Natural-language object grounding data
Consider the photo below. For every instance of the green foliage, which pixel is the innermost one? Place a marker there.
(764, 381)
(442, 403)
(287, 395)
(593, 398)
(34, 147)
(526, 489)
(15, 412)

◆ Your objective ◆
The answer is the full set of records above, repeated exactly.

◆ Response ◆
Consider the photo below. For every instance of the green foliage, which pixel is the innermost one? Place a marker there.
(764, 381)
(442, 403)
(287, 395)
(593, 398)
(34, 147)
(526, 489)
(15, 412)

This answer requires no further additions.